* APPLY WHAT YOU READ *
A. Answer these questions using the film review:
(i) Who directed the film?
(ii) What has someone secretly spiked at the troupe's party?
(iii) What hangs behind the DJ booth at the start of the film?
B. According to the film review, why does the dance troupe's celebration party descend into bloody hedonism?

--- DOCUMENT EXTRACT Enclosed Below ---

Directed by Gaspar Noé.
Starring Sofia Boutella, Romain Guillermic, Souheila Yacoub, Kiddy Smile, Claude Gajan Maull, Giselle Palmer, and Taylor Kastle.
When a contemporary dance troupe have wrapped rehearsal for their 90s infused choreographed set-piece, they decide to throw a party to celebrate. What they don’t know is that someone has spiked the punch, and what starts out as a good natured boogie to the likes of Daft Punk and Soft Cell, soon descends into bloody hedonism.
Gaspar Noé is all up in your grill again with ninety minutes of garish excess that might as well be called “Do a little dance, make a little love, get down tonight”, although you can add self-mutilation, flaming scalps, and suicide to that heady concoction. Whether you walk to its beat or not is another question altogether.
Setting his stall out from the off, Noé hints that this particular party isn’t going to be slow-dancing to Lady in Red by the end, instead presenting us with a different kind of rouge, as a woman stumbles through the snow, making a sound indistinguishable between laugher and pain, but leaving a smattering of blood on the pristine white blanket. It’s a stark piece of imagery in a movie littered with such moments.
We then get a montage of audition interviews from the main cast which plays out on an old TV, and it’s here where we’re left in no doubt as to what Noé is aiming for; a flurry of soundbites that range from pretentious to ambitious, all sandwiched on a shelf between copies of Suspiria and the works of Fritz Lang, or Possession and Taxi Driver. Before the baseline kicks in, and if you didn’t know it already, he’s making you aware that this is going to be an unpleasant trip.
What the journey is about is anyone’s guess, but you can draw parallels between the unravelling thread of this one night, and what Darren Aronofsky was trying to say about the collapse of society with his world-gone-to-shit ending of mother! The cast are all disenfranchised youths, unsure of their place in the world, and with a disdain for their surroundings. A huge Tricolour hangs behind the DJ booth at the start of the film, when the pulsating choreography of the first dance number kicks in, but it soon becomes indistinguishable from the overbearing red filter that engulfs the screen. All identity is lost.

--- End of Enclosed DOCUMENT EXTRACT ---
--- GIVEN INFORMATION Enclosed Below ---

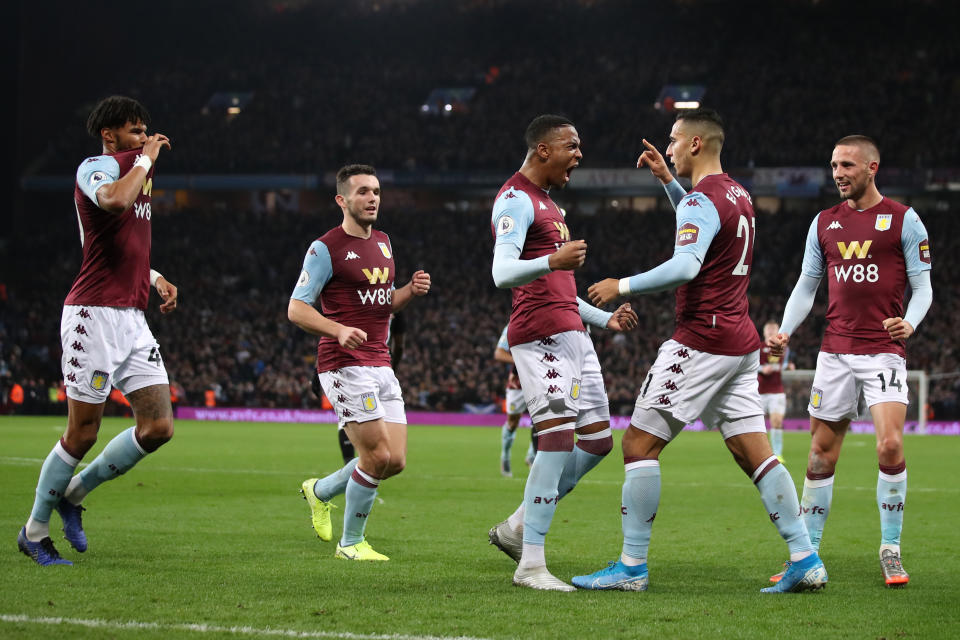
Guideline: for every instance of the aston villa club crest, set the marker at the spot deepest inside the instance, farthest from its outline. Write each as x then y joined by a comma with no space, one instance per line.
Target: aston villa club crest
99,380
816,397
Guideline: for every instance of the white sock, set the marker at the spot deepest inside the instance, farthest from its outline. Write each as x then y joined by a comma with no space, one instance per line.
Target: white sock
532,556
37,531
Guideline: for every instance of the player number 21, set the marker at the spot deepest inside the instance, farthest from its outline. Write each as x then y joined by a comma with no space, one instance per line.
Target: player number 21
743,231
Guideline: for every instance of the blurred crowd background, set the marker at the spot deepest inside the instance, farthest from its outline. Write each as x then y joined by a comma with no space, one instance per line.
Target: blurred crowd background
324,83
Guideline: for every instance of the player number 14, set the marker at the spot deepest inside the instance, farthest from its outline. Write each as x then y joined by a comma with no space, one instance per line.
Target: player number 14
894,383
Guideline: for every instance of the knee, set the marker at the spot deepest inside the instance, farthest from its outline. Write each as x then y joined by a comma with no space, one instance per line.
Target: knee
395,466
599,446
890,449
155,433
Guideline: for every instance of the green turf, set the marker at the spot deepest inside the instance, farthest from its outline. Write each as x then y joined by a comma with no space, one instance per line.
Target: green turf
212,530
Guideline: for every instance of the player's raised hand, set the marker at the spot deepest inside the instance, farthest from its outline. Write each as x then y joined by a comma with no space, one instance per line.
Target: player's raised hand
604,292
898,328
351,337
168,292
154,143
569,256
653,160
623,319
778,344
420,283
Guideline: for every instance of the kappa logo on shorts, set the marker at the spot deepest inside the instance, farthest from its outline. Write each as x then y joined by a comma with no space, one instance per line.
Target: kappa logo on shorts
816,397
99,380
368,401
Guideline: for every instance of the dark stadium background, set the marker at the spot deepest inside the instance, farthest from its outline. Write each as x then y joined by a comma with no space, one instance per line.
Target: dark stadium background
323,83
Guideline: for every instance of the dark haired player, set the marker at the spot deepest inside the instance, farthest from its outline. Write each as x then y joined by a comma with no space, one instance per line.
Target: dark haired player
708,369
105,337
868,247
351,270
558,366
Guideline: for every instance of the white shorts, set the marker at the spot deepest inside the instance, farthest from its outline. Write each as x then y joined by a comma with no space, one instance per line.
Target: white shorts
362,394
516,403
774,403
841,377
105,347
685,384
561,378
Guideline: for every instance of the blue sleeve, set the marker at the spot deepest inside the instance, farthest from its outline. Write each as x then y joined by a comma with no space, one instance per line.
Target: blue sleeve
697,225
799,303
814,263
317,271
916,245
920,298
678,270
95,172
592,315
675,192
502,342
512,216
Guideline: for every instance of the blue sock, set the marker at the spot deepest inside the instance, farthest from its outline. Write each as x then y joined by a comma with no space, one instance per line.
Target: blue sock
776,441
641,499
336,483
540,495
55,475
779,497
815,506
891,498
506,442
576,467
361,492
118,457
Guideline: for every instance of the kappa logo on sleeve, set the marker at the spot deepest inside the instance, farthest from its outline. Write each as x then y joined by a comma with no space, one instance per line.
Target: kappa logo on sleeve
687,234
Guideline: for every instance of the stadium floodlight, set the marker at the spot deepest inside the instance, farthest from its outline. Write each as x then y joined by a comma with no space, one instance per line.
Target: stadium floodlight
446,101
680,96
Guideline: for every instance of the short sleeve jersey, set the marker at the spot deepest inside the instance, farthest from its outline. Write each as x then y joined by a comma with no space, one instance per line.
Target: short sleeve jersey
115,271
353,278
867,257
771,382
713,313
525,216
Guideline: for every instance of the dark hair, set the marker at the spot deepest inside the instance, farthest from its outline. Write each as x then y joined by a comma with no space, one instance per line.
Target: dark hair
707,118
115,111
538,129
350,170
862,141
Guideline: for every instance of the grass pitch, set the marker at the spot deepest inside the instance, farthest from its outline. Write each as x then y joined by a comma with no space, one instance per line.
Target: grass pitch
209,538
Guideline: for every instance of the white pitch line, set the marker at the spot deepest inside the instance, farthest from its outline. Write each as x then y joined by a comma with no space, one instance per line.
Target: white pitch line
209,628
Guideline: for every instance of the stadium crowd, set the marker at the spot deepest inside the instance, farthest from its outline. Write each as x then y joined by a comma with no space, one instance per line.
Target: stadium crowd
230,338
318,101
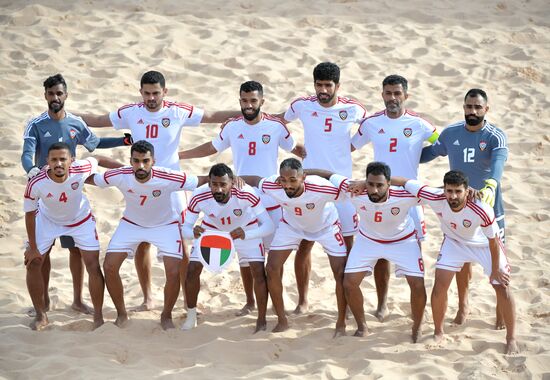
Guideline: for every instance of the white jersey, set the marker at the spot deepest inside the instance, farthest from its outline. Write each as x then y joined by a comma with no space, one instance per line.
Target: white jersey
161,128
385,222
471,226
327,132
148,204
396,142
313,210
241,210
62,203
255,148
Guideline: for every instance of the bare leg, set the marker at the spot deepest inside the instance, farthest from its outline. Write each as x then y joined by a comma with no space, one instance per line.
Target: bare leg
418,303
354,298
142,261
172,267
275,261
260,289
382,280
111,267
96,284
462,282
443,279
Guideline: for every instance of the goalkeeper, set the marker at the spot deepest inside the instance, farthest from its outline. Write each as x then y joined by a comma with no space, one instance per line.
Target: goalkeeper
478,149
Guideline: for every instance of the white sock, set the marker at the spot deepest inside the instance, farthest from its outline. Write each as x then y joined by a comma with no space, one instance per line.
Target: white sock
191,320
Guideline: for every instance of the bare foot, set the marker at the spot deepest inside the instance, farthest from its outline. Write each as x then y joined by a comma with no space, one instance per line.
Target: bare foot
511,347
247,309
301,309
81,307
122,320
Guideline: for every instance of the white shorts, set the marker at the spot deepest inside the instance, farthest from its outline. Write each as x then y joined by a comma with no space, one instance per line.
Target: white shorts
248,250
83,233
417,215
330,238
348,217
454,254
405,254
128,236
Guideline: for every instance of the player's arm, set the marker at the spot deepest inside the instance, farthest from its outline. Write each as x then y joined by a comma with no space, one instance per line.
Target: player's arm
204,150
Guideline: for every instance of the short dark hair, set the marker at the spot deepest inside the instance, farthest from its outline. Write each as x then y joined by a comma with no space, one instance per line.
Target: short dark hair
474,92
219,170
396,79
455,177
54,80
153,77
291,163
142,146
60,146
327,71
377,168
252,86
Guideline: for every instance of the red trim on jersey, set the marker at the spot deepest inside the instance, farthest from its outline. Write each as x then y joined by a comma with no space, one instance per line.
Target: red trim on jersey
388,241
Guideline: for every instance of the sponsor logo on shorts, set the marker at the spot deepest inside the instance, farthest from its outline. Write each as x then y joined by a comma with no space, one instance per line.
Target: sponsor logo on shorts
343,114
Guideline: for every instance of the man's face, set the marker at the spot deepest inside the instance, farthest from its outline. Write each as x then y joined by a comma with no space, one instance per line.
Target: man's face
251,103
142,163
152,95
55,96
377,187
326,90
292,182
59,161
475,109
221,187
394,97
456,196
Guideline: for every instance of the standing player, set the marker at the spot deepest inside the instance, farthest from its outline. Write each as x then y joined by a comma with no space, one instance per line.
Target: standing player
238,212
58,125
479,149
470,234
254,139
150,217
308,213
397,136
56,206
327,120
159,122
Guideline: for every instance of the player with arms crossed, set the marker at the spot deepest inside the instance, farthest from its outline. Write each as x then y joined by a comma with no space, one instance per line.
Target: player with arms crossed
470,235
397,135
254,139
239,212
148,216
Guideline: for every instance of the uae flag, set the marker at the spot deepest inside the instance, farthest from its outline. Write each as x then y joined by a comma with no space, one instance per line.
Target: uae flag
216,251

--- End of Enclosed GIVEN INFORMATION ---

* TASK RESULTS *
A.
(i) Gaspar Noé
(ii) The punch
(iii) A huge Tricolour

B. Someone has spiked the punch without the troupe knowing. So a party that starts as a good-natured boogie to music like Daft Punk and Soft Cell soon descends into bloody hedonism.